### Instruction a
Identify each line of the records below that contains the word "every", and copy those lines out.

### Text passage
------------------------------------------------------------------------
Skip to content

Recipe 40 - Replicated Session Continuation

Problem: A user signs in through one allowed cloud or region, then that domain becomes unavailable. The session should continue from another allowed domain without rebuilding a cloud-specific stack of Redis replication, DNS failover, dedupe tables, and stale-write guards.

Solution: Model the session as a replicated resource:

  • append every session command to a replicated log;
  • project the current session view into a replicated map;
  • use the shared idempotency store for request/effect dedupe;
  • save large snapshots through replicated checkpoint/object state;
  • authorize failover domains with PlacementPolicy.

The compiled recipe lives in cookbook/recipe-40-replicated-session-continuation. It uses public grafos-replicated resource handles. There are no mocks, hidden sync loops, or provider fallbacks.

use cookbook_recipe_40_replicated_session_continuation::{
aws_zone, gcp_region, CrossDomainSessionStore,
};
use grafos_replicated::LogOffset;
let mut sessions = CrossDomainSessionStore::new()?;
sessions.create_session_from_domain(
aws_zone(),
"cmd-1",
"sess-1",
"user-1",
10,
)?;
let write = sessions.set_attribute_from_domain(
aws_zone(),
"cmd-2",
"sess-1",
"cart",
"full",
)?;
let restored = sessions
.restore_session_from_domain(gcp_region(), "sess-1", write.offset)?
.expect("session view is available from the explicitly allowed GCP domain");
assert_eq!(restored.last_event_offset, LogOffset(1));
# Ok::<(), cookbook_recipe_40_replicated_session_continuation::SessionStoreError>(())
------------------------------------------------------------------------
### Recorded data
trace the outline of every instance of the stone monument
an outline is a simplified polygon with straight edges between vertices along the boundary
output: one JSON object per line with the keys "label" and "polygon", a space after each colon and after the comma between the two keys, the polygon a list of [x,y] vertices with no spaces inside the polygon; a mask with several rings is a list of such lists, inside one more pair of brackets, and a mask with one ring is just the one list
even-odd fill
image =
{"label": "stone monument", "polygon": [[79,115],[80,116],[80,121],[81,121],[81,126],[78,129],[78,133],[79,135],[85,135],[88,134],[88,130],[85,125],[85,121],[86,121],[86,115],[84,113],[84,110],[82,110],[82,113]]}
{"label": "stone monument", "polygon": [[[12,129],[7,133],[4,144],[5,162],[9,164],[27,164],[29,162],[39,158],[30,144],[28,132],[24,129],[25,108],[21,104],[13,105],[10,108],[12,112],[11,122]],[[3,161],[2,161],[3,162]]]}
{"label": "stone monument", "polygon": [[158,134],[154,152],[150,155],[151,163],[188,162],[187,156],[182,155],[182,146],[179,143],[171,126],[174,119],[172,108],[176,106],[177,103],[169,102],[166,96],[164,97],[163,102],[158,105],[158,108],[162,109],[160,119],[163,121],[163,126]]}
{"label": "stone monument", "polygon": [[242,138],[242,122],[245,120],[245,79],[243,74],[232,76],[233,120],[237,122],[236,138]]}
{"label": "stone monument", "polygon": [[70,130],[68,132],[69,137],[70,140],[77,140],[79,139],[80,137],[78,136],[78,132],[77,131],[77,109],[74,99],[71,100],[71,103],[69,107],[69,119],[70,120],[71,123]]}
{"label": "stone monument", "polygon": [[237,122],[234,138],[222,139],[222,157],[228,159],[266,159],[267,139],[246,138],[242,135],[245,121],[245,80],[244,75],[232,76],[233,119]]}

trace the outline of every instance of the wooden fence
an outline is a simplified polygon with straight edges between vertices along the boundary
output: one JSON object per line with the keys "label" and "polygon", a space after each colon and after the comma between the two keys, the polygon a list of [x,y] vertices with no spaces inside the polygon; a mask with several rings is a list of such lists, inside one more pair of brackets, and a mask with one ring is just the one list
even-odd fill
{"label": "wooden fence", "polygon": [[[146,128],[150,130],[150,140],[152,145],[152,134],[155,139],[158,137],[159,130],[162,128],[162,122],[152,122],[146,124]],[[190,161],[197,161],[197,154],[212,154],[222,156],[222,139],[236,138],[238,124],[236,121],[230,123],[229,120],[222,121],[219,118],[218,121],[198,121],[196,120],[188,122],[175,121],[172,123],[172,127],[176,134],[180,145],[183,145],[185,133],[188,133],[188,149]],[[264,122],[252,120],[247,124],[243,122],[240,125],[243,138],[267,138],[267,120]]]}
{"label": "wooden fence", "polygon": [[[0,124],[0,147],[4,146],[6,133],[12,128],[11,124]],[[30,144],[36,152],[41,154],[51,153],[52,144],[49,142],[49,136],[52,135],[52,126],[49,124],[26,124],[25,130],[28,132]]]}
------------------------------------------------------------------------
### Instruction b
Return the portion of the session continuation recipe above that starts with "Recipe 40 - Replicated" and goes on through "or provider fallbacks.", copied word for word.

### Exercise response a
trace the outline of every instance of the stone monument
trace the outline of every instance of the wooden fence

### Exercise response b
Recipe 40 - Replicated Session Continuation

Problem: A user signs in through one allowed cloud or region, then that domain becomes unavailable. The session should continue from another allowed domain without rebuilding a cloud-specific stack of Redis replication, DNS failover, dedupe tables, and stale-write guards.

Solution: Model the session as a replicated resource:

  • append every session command to a replicated log;
  • project the current session view into a replicated map;
  • use the shared idempotency store for request/effect dedupe;
  • save large snapshots through replicated checkpoint/object state;
  • authorize failover domains with PlacementPolicy.

The compiled recipe lives in cookbook/recipe-40-replicated-session-continuation. It uses public grafos-replicated resource handles. There are no mocks, hidden sync loops, or provider fallbacks.